◆ WRITTEN TASK:
Identify every line of the listing below that contains the string "doorway", treating uppercase and lowercase letters as different, and copy each of those lines.

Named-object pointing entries
** begin **
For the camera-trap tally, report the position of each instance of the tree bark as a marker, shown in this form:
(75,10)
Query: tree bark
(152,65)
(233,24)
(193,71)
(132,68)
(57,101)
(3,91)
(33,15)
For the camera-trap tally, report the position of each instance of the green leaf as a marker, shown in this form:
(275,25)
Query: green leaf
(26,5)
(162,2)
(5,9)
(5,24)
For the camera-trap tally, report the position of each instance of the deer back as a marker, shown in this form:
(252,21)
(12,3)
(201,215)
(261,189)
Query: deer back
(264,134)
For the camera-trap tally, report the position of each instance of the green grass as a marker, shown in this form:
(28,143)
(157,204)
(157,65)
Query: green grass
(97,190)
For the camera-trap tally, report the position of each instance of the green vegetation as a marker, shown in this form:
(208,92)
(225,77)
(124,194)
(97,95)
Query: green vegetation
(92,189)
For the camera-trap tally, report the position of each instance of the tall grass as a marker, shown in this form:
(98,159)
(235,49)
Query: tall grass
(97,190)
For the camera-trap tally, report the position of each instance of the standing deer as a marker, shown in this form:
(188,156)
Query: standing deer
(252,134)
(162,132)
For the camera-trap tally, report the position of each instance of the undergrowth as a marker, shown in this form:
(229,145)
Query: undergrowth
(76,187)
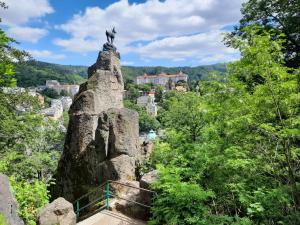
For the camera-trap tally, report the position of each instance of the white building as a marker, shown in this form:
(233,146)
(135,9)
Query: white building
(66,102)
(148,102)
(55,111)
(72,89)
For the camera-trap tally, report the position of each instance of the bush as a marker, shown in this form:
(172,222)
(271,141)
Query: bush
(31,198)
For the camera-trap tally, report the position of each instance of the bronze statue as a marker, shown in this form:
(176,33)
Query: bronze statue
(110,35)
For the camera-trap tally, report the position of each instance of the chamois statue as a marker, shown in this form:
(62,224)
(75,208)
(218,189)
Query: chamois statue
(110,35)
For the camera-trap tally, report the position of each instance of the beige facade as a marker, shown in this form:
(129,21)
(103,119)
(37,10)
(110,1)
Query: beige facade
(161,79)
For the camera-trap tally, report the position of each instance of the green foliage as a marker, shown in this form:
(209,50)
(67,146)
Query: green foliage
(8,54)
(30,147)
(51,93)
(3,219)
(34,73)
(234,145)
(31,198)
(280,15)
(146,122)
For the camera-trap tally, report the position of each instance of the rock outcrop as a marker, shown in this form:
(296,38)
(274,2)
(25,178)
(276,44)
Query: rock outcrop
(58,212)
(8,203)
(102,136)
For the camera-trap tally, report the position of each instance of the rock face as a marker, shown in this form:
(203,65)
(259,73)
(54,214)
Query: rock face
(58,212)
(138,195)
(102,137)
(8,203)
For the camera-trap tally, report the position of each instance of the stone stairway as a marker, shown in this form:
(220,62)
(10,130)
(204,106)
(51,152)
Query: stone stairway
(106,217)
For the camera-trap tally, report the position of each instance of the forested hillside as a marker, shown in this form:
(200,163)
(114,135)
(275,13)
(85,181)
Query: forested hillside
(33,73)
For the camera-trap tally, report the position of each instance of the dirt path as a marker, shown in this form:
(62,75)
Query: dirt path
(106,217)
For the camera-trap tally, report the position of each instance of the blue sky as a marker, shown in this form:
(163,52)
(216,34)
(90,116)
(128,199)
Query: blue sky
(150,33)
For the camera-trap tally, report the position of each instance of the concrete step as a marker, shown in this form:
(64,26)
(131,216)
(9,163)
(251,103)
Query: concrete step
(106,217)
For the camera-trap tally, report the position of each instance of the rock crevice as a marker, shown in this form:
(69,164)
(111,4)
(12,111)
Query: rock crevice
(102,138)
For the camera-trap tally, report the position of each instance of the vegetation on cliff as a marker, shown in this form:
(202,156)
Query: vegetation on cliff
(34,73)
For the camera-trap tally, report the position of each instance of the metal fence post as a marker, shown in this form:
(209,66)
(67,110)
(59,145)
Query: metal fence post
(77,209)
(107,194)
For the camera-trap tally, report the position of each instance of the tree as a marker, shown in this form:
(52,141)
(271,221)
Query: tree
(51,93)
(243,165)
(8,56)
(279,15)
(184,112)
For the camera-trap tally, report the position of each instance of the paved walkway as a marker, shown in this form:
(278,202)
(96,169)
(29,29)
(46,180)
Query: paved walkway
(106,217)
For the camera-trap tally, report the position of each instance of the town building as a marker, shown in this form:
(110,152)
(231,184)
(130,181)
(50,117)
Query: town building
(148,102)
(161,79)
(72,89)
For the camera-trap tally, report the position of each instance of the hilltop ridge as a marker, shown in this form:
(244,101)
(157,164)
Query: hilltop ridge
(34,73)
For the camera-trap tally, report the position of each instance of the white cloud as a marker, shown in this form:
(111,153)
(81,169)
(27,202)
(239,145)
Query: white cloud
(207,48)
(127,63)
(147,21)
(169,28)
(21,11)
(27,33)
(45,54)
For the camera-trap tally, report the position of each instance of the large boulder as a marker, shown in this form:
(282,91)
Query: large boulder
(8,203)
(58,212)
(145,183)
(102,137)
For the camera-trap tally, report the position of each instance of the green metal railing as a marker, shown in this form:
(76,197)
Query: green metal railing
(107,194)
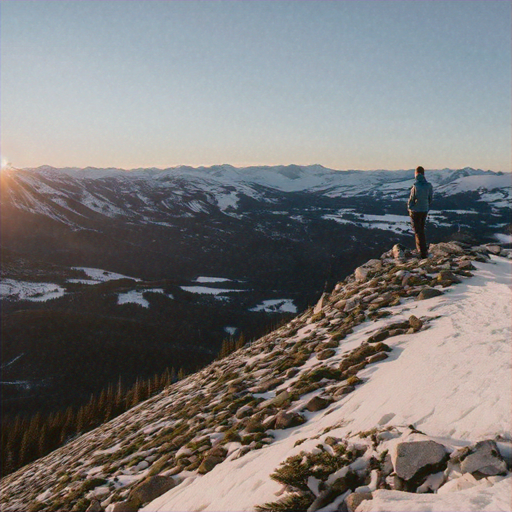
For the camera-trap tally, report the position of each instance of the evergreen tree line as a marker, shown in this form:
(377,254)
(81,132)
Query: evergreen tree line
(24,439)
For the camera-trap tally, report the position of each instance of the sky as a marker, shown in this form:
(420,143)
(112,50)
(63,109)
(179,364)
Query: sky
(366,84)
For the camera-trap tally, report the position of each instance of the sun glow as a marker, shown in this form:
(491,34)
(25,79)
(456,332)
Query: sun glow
** end **
** begin **
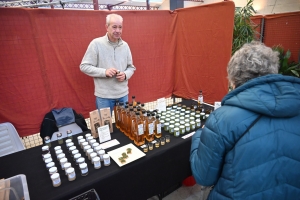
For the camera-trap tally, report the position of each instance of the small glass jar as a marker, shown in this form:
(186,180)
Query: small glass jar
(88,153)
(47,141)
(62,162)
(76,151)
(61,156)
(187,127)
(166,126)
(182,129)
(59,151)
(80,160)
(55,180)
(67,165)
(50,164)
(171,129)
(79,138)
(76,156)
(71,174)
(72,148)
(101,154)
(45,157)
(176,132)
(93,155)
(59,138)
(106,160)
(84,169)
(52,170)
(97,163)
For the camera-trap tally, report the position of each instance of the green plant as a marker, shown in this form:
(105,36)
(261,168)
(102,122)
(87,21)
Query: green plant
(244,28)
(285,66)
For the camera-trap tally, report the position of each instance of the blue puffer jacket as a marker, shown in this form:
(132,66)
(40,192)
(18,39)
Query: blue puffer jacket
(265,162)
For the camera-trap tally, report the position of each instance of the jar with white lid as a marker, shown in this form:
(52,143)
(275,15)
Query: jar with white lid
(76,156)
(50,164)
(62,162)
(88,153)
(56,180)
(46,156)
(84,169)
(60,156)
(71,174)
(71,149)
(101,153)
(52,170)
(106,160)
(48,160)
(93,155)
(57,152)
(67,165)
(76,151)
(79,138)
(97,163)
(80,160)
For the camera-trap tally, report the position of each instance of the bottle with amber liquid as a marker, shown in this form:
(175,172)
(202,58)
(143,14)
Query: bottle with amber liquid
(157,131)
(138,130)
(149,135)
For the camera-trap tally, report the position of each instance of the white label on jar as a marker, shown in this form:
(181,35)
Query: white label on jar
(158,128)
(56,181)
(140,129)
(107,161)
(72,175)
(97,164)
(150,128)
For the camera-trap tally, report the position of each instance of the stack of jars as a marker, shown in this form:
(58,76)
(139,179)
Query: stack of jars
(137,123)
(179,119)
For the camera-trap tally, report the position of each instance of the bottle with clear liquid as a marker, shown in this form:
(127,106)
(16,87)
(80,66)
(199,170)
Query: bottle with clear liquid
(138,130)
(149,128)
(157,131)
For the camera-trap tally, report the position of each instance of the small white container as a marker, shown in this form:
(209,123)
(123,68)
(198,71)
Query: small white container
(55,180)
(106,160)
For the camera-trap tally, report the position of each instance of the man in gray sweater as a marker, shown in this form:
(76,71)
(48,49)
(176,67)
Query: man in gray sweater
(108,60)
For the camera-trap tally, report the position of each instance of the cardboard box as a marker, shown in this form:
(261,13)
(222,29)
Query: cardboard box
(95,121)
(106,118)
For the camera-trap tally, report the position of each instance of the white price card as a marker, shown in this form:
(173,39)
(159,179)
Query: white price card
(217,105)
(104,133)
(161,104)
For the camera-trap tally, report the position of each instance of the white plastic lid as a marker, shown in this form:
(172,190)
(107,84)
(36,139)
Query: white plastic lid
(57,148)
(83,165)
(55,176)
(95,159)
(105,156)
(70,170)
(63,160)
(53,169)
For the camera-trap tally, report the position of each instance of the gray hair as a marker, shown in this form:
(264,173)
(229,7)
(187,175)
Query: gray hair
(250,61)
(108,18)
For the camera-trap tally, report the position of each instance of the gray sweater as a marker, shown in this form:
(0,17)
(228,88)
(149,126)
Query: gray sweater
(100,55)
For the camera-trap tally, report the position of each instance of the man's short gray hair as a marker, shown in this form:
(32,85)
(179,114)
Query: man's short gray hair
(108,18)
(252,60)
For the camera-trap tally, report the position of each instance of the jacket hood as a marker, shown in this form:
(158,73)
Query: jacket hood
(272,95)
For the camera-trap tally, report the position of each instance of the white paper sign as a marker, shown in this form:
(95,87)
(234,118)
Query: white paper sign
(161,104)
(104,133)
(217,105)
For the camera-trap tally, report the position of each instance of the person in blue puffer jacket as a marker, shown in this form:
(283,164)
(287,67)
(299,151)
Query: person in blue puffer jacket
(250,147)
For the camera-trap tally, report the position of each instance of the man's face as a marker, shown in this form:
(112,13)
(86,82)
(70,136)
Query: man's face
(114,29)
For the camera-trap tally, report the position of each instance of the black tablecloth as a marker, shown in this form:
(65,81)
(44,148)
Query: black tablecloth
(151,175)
** end **
** begin **
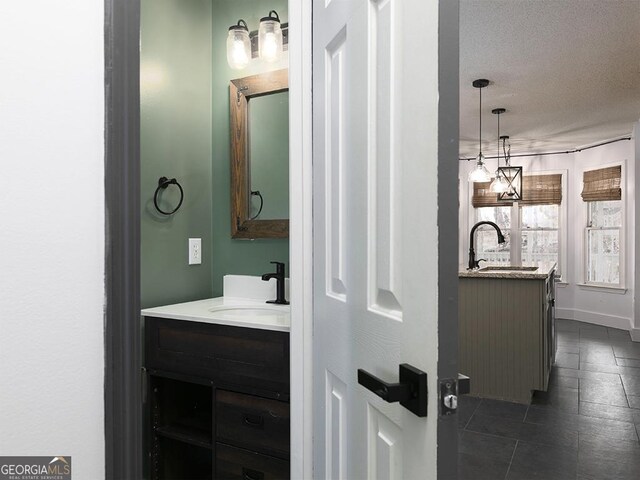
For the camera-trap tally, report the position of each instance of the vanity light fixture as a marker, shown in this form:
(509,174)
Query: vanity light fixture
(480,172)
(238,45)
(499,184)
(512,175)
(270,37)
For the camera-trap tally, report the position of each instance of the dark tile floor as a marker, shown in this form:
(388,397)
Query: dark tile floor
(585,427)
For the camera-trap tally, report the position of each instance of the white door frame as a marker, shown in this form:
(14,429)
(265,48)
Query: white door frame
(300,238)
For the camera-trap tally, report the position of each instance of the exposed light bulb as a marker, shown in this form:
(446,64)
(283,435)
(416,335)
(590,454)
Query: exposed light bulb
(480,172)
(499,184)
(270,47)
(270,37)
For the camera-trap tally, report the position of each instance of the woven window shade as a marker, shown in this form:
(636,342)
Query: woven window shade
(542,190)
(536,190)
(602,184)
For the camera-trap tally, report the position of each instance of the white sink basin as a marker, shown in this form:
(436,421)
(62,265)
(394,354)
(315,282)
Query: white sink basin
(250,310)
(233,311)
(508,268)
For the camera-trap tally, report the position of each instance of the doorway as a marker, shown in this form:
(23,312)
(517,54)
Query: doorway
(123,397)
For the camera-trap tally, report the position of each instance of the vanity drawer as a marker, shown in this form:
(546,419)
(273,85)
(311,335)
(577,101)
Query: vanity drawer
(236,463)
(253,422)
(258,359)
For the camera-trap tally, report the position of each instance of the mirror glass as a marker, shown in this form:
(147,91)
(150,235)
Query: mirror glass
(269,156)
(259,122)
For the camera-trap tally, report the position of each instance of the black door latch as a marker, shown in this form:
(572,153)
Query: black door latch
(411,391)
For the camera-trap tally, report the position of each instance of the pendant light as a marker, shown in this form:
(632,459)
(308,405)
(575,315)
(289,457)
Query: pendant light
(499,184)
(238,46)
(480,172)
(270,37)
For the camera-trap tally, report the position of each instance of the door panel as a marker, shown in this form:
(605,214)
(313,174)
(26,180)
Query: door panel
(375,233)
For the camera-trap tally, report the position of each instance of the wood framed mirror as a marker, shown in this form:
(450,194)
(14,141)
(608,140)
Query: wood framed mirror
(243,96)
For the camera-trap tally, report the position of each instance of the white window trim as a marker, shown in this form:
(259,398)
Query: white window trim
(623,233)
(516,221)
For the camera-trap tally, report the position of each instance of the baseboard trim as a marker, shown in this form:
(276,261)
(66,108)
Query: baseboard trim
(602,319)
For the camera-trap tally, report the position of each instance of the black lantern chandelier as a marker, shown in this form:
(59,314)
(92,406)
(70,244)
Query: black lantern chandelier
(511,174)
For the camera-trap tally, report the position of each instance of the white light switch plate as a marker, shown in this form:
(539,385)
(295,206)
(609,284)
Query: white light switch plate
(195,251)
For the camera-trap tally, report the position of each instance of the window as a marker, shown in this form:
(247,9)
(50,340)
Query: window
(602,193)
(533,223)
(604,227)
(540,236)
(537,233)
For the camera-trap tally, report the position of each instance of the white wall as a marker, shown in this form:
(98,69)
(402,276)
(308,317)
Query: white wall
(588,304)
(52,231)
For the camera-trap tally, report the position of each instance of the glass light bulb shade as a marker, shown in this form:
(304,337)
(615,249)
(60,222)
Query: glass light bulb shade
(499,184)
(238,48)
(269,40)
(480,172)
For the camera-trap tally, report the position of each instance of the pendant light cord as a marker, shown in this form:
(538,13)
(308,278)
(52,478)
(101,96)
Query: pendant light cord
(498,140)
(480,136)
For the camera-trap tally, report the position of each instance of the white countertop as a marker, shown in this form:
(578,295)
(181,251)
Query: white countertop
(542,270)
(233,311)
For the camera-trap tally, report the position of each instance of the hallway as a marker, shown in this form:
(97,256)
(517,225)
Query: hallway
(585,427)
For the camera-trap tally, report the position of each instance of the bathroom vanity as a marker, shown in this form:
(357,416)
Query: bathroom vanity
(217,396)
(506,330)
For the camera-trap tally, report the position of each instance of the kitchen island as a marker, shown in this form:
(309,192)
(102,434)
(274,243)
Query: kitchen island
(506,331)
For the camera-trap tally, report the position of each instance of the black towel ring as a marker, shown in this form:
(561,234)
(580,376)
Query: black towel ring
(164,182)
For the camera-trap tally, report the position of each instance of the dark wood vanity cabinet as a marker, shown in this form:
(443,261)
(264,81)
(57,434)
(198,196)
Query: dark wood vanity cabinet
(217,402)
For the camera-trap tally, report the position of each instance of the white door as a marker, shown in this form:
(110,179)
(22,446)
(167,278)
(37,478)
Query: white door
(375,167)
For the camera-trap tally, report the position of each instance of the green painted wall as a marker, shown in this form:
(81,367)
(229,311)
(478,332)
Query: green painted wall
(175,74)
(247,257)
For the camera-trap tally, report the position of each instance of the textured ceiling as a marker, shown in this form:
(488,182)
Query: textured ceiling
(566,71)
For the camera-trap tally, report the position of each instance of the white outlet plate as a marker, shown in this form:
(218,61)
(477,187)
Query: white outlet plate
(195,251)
** end **
◆ PROBLEM SOLUTION:
For the camera-trap tally, report the position of each instance of the doorway as a marker, shown in this form:
Query: doorway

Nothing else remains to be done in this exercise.